▶ Point annotation records
==============================

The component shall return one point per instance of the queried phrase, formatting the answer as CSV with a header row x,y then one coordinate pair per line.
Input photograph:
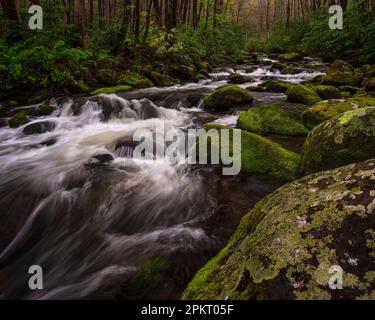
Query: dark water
x,y
75,202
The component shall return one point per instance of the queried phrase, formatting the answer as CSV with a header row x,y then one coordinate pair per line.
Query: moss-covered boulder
x,y
341,73
147,279
236,78
327,92
290,57
301,94
344,139
162,80
258,155
285,247
368,70
19,119
227,97
328,109
270,119
369,84
106,77
278,86
111,90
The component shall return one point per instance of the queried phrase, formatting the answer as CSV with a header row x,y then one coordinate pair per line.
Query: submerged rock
x,y
301,94
227,97
271,119
328,109
285,247
342,140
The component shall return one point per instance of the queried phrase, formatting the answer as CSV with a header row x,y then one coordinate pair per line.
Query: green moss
x,y
111,90
327,92
284,247
227,97
290,57
326,110
260,155
19,119
137,81
340,79
45,109
270,119
278,86
301,94
344,139
147,278
236,78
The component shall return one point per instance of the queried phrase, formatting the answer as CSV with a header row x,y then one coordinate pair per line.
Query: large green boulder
x,y
301,94
236,78
295,240
341,73
290,57
227,97
327,92
344,139
278,86
111,90
271,119
328,109
258,155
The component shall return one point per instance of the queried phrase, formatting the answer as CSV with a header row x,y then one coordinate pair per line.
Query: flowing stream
x,y
74,201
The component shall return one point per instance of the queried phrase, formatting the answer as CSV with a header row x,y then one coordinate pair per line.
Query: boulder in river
x,y
290,57
345,139
260,155
38,127
227,97
302,94
341,73
236,78
287,245
278,86
327,92
271,119
325,110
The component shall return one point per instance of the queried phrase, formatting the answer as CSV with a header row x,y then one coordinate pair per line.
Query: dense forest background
x,y
88,43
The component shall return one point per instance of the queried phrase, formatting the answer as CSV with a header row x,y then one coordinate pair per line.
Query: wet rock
x,y
236,78
38,128
301,94
227,97
278,86
326,110
260,156
290,57
284,248
270,119
345,139
327,92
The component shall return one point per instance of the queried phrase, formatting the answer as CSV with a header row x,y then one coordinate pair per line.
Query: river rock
x,y
270,119
342,140
301,94
227,97
325,110
260,155
327,92
236,78
285,247
278,86
39,127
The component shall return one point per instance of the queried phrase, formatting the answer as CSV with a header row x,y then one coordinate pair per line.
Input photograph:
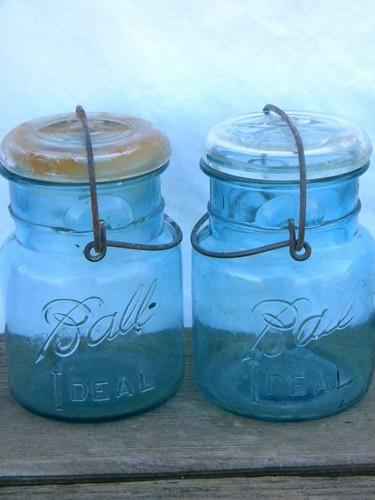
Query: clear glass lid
x,y
52,148
260,146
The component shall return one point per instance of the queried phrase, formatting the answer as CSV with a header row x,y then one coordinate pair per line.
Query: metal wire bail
x,y
96,249
299,249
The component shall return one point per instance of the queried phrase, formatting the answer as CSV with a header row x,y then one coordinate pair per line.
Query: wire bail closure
x,y
96,249
299,249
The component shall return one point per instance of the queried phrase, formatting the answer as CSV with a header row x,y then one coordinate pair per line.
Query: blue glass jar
x,y
90,340
275,338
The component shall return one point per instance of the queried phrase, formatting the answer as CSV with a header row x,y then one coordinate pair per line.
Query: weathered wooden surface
x,y
259,488
186,437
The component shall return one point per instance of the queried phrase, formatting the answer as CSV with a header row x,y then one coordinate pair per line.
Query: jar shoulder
x,y
328,257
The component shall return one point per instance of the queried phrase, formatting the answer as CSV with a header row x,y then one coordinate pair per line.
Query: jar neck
x,y
257,207
58,217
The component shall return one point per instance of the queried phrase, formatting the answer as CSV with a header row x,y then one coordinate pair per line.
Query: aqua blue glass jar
x,y
277,338
90,340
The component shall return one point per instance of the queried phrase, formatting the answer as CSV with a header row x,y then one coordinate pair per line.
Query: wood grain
x,y
187,436
267,488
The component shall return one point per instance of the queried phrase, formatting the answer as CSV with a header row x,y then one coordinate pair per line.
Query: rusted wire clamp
x,y
96,249
299,249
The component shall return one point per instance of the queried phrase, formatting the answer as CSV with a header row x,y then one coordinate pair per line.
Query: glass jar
x,y
277,338
90,340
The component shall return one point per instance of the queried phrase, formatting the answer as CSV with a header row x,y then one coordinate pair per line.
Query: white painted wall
x,y
185,65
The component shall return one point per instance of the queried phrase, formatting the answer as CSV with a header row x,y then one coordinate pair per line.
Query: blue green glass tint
x,y
274,338
90,340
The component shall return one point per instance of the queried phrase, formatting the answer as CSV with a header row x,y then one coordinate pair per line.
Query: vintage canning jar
x,y
278,334
97,336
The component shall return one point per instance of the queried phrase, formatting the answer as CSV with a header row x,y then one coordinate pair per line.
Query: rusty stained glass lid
x,y
52,148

==============================

▶ Given exercise
All of the material above needs to be restated exactly, with no pictures.

▶ Expected answer
The component shall return one point per instance of the queried phrase, formatting the answer as CSV with a header row x,y then one coordinate pair per line.
Input photograph:
Query: dark water
x,y
75,202
The component shall return one point per instance of the queried phrase, formatting the answer as CSV with a header row x,y then one coordinate pair per line.
Query: moss-covered boulder
x,y
341,73
147,279
236,78
327,92
290,57
301,94
344,139
162,80
258,155
285,247
368,70
19,119
227,97
328,109
270,119
369,84
106,77
278,86
111,90
The component shall return one point per instance of the queried phrase, formatting the answer as CSV with a header row x,y then one coordinate pair per line.
Query: submerged rock
x,y
301,94
227,97
271,119
328,109
285,247
342,140
The component shall return one point per instance of the queried phrase, formatting the answer as CSV with a header row x,y then one coordinate pair per line.
Query: green moss
x,y
111,90
327,92
284,247
227,97
290,57
326,110
260,155
19,119
137,81
340,79
45,109
270,119
278,86
301,94
344,139
147,278
236,78
The component shall return one point per instance of the queried phrase, formatting the answer as CSV with a header row x,y then one coordinate pair per line.
Query: large green boulder
x,y
301,94
236,78
295,240
341,73
290,57
227,97
327,92
344,139
278,86
111,90
271,119
328,109
258,155
The component shall return one point per instance of the queried phrase, formatting the answer as CSV with a header row x,y then one coordinate pair per line.
Query: flowing stream
x,y
74,201
The component shall return one point per instance of the queried phrase, formatting the answer as CSV with a header row x,y then one coordinate pair per line.
Query: boulder in river
x,y
290,57
345,139
260,155
38,127
227,97
302,94
341,73
236,78
287,245
278,86
327,92
271,119
325,110
The component shall return one point per instance of the queried phrase, formatting the answer as CSV with a header row x,y then one coordinate pair per line.
Query: dense forest background
x,y
88,43
The component shall return one point per instance of the queried phrase, formatting the answer as CSV with a header row x,y then one coordinate pair per line.
Query: wet rock
x,y
236,78
38,128
301,94
227,97
278,86
326,110
260,156
290,57
284,248
270,119
345,139
327,92
The component shall return one point per instance of the queried phrase, formatting the answer as CSV with a header row x,y then one coordinate pair per line.
Query: river rock
x,y
270,119
342,140
301,94
227,97
325,110
260,155
327,92
236,78
285,247
278,86
39,127
The component shall return one point per instance of the queried phrase, formatting the answer as CSV with a header row x,y then one coordinate pair per line.
Input photograph:
Query: clear glass lid
x,y
52,148
260,146
The component shall return one point per instance of the queried phrase, formatting the answer as CSV with a header row x,y then one coordinate pair per line.
Query: metal wire bail
x,y
96,249
299,249
The component shall return one point per instance of the queried phrase, formatting the answer as CSV with a header row x,y then one coordinate pair per line.
Query: wire bail closure
x,y
96,249
299,249
The component shall return one point per instance of the queried phrase, formatting the answer as CSV with a header row x,y then one coordinate pair per line.
Query: blue glass jar
x,y
90,340
275,338
The component shall return one point per instance of the queried phrase, formatting the answer as CSV with a header row x,y then one coordinate pair per line.
Query: weathered wooden surface
x,y
259,488
186,437
The component shall return one point per instance of the queried phrase, formatting the answer as CSV with a header row x,y then one coordinate pair per line.
Query: jar shoulder
x,y
328,257
The component shall return one point per instance of the queried phrase, formatting the answer as CSV with a header row x,y then one coordinate pair per line.
Query: jar neck
x,y
257,207
58,217
The component shall return one point per instance of the queried phrase, formatting the answer as CSV with a header row x,y then one coordinate pair per line.
Query: aqua blue glass jar
x,y
277,338
90,340
The component shall return one point per instance of the queried phrase, formatting the answer as CSV with a header row x,y then one coordinate pair per line.
Query: wood grain
x,y
187,436
267,488
The component shall return one point per instance of the queried phrase, formatting the answer as CSV with a header row x,y then one coordinate pair per line.
Query: rusted wire clamp
x,y
96,249
299,249
The component shall return one point per instance of the queried phrase, formatting the answer as CSV with a header row x,y then one coordinate pair per line.
Query: glass jar
x,y
277,338
90,340
The component shall return one point per instance of the queried phrase, formatting the answer as CSV with a header row x,y then one coordinate pair per line.
Query: white painted wall
x,y
185,65
The component shall return one point per instance of the queried phrase, formatting the answer as CSV with a header row x,y then one coordinate pair per line.
Query: blue green glass tint
x,y
274,338
90,340
The component shall return one point per instance of the queried phrase, formatting the answer as CSV with a header row x,y then one coordinate pair per line.
Query: vintage canning jar
x,y
278,334
97,336
The component shall return one point per instance of the queried phrase, formatting the answer as CSV with a header row x,y then one coordinate pair per line.
Query: rusty stained glass lid
x,y
52,148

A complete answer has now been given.